**DIRECTIONS FOR THIS TASK**
Please render everything in the data below, from the line containing "Annotation guideline — the target class is clinic" down to the line containing "307;74;326;98" (both lines included), as a two-column CSV with the headers guideline and boxes. Use one row per guideline, with its answer beside it, and put each value in one quoted field with line breaks replaced by spaces.

**DATA SUPPLIED**
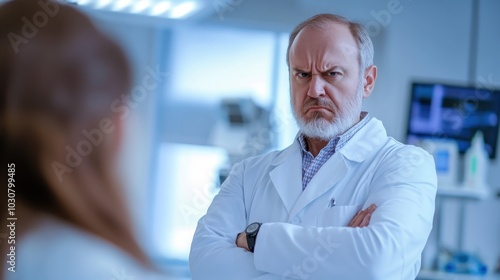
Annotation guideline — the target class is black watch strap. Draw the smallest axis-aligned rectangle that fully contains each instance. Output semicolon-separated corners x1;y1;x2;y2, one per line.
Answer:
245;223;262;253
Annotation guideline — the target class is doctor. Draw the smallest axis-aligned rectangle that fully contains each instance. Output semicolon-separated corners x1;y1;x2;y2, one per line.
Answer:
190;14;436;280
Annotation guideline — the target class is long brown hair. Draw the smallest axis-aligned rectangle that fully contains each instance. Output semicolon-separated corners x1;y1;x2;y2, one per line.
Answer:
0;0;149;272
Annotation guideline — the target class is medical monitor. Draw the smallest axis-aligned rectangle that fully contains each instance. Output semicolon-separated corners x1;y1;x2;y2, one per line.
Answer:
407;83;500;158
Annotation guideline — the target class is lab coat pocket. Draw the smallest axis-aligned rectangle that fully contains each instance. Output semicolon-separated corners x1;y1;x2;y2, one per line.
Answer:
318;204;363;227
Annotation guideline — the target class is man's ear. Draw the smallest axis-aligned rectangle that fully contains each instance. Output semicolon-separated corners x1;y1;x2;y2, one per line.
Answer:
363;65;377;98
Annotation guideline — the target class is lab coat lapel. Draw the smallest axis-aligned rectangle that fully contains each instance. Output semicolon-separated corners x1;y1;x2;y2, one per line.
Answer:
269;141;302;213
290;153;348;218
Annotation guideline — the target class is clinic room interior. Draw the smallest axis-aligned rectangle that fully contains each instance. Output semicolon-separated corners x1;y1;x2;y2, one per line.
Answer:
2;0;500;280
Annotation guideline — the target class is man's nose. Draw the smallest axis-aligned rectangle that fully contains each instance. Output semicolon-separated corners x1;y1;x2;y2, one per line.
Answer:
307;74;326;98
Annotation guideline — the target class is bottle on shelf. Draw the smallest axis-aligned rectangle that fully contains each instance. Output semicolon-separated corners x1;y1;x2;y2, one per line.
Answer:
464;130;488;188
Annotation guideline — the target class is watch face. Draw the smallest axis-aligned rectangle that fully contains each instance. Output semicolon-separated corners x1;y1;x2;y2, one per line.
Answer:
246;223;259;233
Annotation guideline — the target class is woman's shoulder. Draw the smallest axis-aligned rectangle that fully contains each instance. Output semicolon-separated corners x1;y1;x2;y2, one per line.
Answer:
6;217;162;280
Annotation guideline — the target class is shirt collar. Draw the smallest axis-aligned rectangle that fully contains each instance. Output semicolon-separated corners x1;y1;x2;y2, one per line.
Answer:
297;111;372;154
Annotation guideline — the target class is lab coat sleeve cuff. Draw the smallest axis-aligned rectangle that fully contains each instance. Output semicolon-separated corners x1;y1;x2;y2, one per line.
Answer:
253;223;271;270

**CORRECT RESPONSE**
guideline,boxes
"Annotation guideline — the target class is clinic room interior. Draw the smallest axis-aligned rectangle that fully contains each instance. Output semicolon-separated corners x1;y1;x2;y2, one per line. Answer:","2;0;500;280"
"Annotation guideline — the target class is man's nose. Draw the smallest axis-aligned rectangle that fully contains each instance. Output semicolon-separated corners x1;y1;x2;y2, one per line. Answer:","307;74;326;98"